Available data:
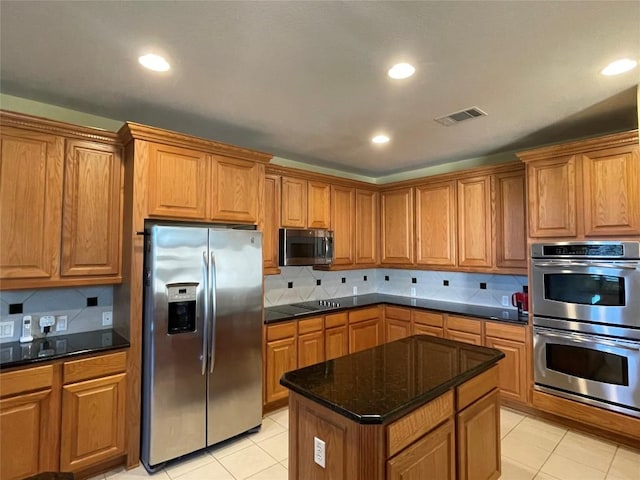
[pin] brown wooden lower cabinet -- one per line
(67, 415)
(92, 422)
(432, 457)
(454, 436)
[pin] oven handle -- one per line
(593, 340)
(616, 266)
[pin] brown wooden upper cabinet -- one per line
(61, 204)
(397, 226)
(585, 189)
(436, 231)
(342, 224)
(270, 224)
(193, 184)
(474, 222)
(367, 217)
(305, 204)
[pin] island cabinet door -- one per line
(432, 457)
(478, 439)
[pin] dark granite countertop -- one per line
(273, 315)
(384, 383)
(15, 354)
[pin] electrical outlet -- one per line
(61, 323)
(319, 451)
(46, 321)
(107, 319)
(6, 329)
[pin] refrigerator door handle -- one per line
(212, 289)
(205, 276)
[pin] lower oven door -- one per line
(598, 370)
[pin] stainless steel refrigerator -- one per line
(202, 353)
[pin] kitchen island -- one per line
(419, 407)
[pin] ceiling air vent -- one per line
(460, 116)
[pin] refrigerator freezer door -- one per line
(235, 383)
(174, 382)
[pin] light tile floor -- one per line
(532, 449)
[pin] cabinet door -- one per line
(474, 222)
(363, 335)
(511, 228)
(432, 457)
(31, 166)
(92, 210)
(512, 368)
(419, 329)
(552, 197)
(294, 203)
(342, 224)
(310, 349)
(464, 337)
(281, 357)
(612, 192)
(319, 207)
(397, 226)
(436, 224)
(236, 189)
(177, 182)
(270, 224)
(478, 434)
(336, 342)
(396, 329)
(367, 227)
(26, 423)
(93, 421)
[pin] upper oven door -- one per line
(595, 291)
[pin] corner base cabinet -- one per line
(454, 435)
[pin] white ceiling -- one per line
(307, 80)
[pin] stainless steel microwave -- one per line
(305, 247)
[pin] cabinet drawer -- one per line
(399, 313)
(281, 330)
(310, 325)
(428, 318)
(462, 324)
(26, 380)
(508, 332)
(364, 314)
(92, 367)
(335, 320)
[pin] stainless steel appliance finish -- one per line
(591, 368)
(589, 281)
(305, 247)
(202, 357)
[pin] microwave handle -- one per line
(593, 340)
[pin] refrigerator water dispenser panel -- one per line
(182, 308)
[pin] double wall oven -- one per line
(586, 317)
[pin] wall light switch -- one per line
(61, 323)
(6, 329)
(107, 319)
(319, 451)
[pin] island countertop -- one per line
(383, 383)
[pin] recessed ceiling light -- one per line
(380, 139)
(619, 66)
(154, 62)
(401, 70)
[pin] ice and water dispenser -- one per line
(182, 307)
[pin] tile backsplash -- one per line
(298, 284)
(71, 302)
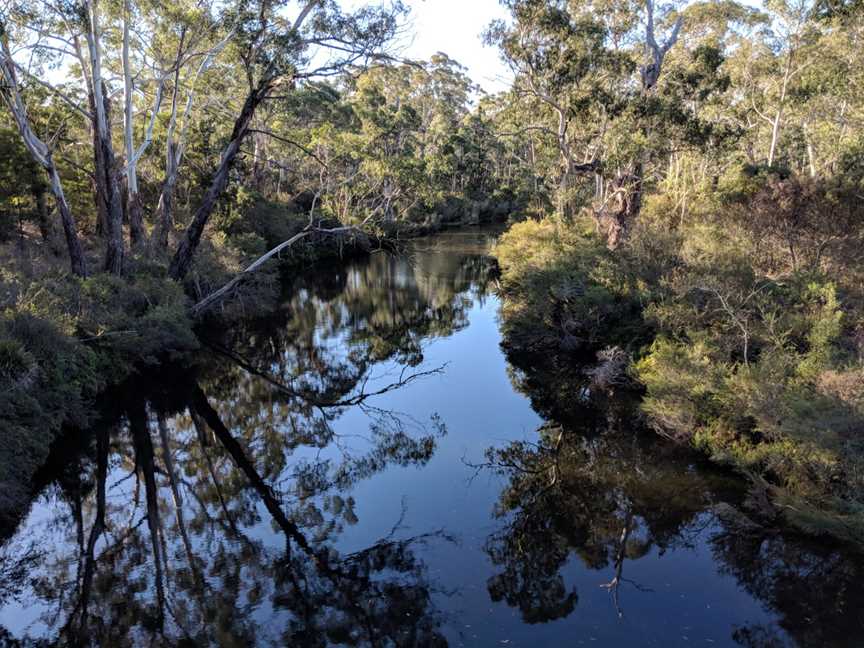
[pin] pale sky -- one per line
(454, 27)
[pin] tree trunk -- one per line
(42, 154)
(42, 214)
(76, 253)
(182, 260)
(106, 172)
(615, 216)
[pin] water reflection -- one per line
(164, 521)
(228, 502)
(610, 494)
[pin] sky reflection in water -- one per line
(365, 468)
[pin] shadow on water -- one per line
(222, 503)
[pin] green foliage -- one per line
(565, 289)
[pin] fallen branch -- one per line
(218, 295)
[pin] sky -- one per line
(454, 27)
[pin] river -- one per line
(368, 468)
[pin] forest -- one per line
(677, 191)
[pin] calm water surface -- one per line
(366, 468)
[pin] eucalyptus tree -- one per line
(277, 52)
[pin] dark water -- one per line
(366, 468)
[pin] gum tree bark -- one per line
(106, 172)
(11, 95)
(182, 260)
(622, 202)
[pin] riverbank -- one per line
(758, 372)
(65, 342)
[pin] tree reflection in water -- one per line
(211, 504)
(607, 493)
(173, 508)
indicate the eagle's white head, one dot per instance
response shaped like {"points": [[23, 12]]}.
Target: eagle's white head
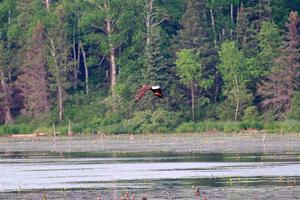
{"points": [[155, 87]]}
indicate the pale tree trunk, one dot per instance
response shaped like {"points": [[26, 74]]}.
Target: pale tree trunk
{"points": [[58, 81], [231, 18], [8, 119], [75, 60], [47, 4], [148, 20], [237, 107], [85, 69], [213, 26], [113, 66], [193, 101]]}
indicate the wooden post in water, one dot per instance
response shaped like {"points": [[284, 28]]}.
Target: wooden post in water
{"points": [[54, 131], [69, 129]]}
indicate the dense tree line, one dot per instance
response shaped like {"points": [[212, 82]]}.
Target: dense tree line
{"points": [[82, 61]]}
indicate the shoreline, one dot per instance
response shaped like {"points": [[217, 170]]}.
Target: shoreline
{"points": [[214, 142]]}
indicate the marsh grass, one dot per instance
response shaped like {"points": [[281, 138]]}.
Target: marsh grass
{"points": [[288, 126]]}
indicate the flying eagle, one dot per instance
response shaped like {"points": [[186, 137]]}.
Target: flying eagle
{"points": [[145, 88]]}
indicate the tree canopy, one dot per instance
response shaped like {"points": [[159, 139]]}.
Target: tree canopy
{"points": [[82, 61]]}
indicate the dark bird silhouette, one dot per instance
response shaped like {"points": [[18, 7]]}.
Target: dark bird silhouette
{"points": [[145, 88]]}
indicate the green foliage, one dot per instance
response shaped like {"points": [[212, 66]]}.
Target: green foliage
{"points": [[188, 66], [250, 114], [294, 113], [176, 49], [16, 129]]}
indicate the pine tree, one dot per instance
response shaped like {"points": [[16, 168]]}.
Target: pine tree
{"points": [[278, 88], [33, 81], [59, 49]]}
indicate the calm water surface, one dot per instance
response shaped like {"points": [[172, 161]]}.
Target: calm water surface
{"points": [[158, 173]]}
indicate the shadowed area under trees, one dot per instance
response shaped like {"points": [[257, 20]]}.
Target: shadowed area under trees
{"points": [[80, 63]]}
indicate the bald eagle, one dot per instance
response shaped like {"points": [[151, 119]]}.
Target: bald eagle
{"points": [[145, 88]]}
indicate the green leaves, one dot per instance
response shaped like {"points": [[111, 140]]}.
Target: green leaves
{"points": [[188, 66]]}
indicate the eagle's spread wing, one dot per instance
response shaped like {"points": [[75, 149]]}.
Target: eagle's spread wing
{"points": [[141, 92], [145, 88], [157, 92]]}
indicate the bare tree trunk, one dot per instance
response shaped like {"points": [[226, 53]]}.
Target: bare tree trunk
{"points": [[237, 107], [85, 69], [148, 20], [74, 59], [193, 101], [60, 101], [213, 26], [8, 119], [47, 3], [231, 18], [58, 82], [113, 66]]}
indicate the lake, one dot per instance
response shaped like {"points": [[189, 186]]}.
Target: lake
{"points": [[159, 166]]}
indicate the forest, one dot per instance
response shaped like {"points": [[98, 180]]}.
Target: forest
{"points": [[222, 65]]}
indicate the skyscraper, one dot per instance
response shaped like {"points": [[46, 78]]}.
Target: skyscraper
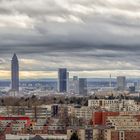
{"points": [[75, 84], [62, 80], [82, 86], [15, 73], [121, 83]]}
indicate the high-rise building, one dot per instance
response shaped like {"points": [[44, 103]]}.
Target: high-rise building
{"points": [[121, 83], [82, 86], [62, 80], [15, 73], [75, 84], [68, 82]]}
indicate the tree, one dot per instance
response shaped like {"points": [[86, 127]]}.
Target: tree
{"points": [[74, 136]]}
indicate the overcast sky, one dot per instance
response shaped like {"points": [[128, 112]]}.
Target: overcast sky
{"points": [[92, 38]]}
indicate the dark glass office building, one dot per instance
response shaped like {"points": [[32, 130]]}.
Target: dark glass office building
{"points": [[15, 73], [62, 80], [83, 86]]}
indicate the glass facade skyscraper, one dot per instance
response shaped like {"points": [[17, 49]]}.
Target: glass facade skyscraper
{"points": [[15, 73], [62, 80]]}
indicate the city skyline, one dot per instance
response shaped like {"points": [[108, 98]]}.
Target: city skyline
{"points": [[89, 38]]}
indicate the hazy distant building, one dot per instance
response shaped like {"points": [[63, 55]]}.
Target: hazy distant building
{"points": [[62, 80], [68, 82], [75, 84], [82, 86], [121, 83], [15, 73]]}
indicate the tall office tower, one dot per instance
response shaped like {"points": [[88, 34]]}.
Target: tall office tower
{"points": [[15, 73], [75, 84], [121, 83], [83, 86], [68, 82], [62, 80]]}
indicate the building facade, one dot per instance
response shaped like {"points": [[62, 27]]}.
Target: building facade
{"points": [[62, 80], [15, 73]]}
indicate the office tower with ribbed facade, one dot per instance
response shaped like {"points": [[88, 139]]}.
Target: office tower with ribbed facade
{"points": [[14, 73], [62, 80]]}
--
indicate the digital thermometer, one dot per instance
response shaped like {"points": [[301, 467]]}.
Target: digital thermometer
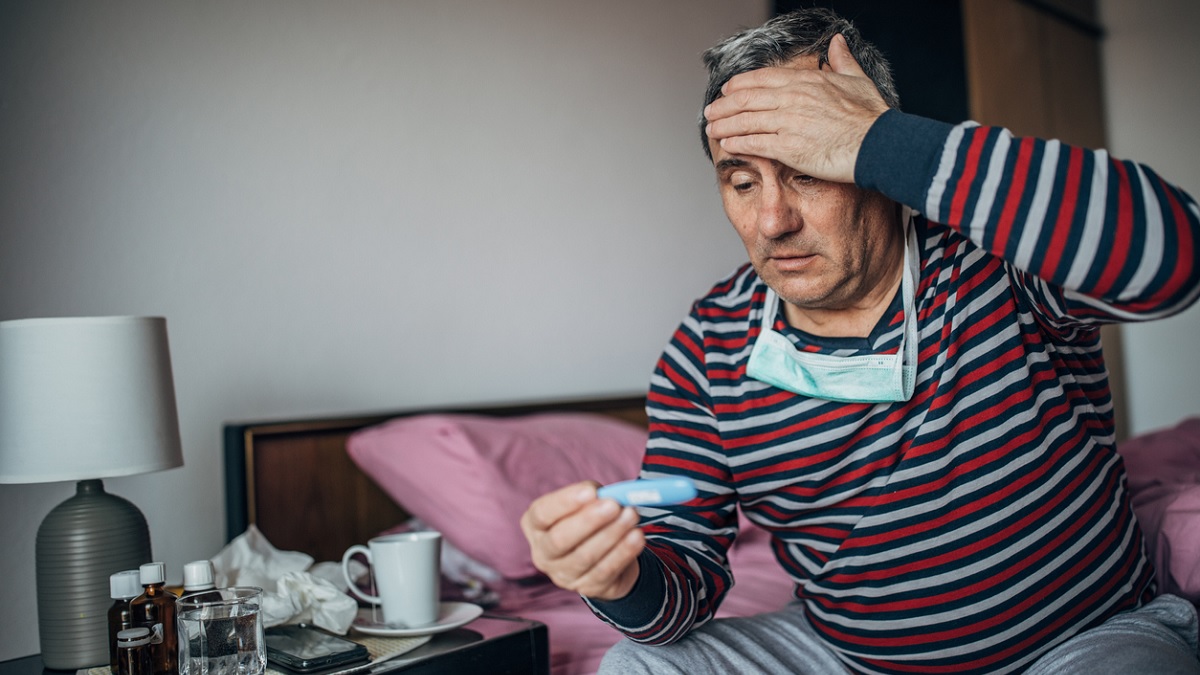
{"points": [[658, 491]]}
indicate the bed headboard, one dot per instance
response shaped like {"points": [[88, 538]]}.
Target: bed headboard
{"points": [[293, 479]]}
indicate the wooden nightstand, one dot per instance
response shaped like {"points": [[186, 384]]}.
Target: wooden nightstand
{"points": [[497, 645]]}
--
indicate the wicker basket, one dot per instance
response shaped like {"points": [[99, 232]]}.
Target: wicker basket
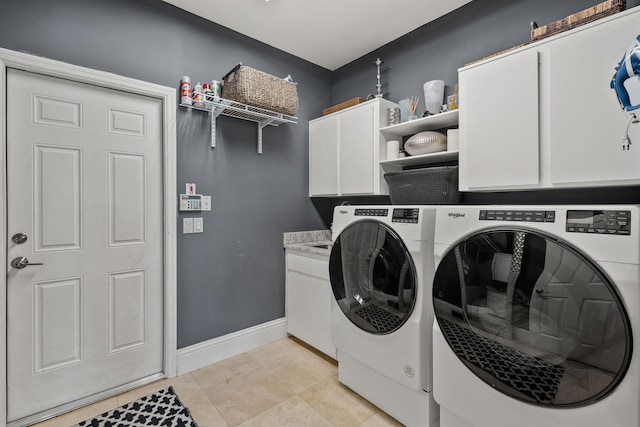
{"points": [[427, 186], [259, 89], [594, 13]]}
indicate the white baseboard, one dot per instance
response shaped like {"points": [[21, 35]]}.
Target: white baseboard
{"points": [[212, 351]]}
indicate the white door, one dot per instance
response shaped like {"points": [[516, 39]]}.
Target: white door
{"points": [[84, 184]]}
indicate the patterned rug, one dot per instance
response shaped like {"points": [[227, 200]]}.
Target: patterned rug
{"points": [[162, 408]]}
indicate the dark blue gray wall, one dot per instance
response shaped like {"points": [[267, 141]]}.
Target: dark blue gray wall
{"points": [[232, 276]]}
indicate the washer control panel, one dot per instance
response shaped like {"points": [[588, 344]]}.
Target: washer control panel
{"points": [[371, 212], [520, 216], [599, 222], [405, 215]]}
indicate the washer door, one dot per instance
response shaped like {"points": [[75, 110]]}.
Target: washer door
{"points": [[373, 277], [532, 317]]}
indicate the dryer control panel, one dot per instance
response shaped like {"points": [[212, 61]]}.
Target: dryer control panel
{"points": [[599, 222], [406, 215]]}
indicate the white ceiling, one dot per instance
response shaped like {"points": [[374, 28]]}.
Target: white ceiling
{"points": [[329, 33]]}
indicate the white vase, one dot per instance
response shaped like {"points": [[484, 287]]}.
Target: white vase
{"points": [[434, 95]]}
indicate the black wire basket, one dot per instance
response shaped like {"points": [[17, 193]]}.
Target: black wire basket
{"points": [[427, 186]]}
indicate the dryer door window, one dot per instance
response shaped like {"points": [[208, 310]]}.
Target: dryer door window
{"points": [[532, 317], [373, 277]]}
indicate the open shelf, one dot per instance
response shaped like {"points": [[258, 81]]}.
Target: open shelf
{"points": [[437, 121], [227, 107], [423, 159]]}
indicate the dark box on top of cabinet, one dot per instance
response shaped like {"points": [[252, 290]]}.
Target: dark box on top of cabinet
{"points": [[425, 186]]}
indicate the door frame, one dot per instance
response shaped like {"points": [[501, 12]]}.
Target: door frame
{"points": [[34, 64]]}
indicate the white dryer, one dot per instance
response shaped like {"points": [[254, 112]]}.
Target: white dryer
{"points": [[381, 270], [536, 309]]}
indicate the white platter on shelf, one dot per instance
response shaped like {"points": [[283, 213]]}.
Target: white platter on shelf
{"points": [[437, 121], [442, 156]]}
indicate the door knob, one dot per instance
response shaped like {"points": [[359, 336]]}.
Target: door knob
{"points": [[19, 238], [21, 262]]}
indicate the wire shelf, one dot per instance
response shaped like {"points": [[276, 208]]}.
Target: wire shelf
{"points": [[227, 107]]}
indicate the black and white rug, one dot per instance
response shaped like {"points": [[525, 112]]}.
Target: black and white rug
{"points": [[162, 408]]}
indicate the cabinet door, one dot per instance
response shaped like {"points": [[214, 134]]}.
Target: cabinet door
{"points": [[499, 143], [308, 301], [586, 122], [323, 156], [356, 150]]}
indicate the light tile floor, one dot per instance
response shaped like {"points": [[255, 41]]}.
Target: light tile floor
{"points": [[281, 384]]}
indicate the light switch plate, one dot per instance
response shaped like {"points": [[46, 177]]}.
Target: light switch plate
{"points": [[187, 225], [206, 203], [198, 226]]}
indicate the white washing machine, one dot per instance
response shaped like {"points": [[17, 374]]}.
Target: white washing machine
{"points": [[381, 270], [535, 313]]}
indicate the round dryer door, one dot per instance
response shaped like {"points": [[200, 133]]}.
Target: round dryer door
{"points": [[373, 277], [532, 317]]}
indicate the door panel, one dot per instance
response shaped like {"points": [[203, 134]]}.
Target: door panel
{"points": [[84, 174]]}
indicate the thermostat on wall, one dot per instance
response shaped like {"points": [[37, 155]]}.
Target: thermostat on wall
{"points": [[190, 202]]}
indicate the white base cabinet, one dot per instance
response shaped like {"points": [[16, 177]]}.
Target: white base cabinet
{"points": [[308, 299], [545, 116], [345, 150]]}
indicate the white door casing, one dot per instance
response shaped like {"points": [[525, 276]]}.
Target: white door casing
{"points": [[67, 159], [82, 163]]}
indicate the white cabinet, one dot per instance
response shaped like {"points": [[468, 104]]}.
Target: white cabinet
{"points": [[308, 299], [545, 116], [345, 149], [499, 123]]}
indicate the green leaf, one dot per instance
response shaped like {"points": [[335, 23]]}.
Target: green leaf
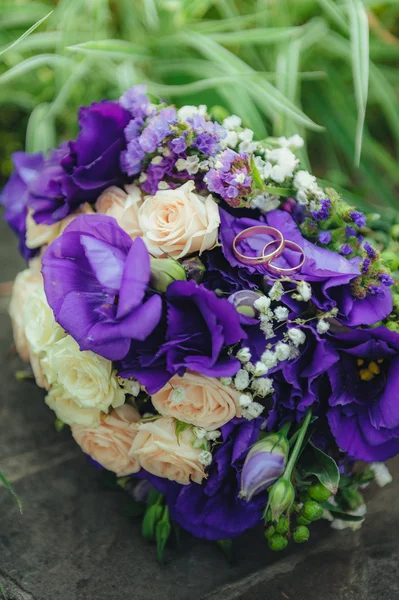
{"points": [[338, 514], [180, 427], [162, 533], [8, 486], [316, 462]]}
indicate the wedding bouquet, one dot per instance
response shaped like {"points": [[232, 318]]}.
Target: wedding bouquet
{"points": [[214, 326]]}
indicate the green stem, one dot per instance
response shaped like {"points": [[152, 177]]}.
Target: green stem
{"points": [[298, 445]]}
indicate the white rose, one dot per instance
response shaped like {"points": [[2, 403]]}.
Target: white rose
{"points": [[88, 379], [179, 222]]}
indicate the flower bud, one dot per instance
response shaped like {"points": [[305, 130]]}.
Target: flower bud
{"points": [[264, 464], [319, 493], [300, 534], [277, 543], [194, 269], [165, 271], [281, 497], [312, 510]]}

Aim:
Count the lines in the entries above that contain the word "bare", treating uppercase and lowercase as distinct, and give only the number.

Answer for this exercise:
2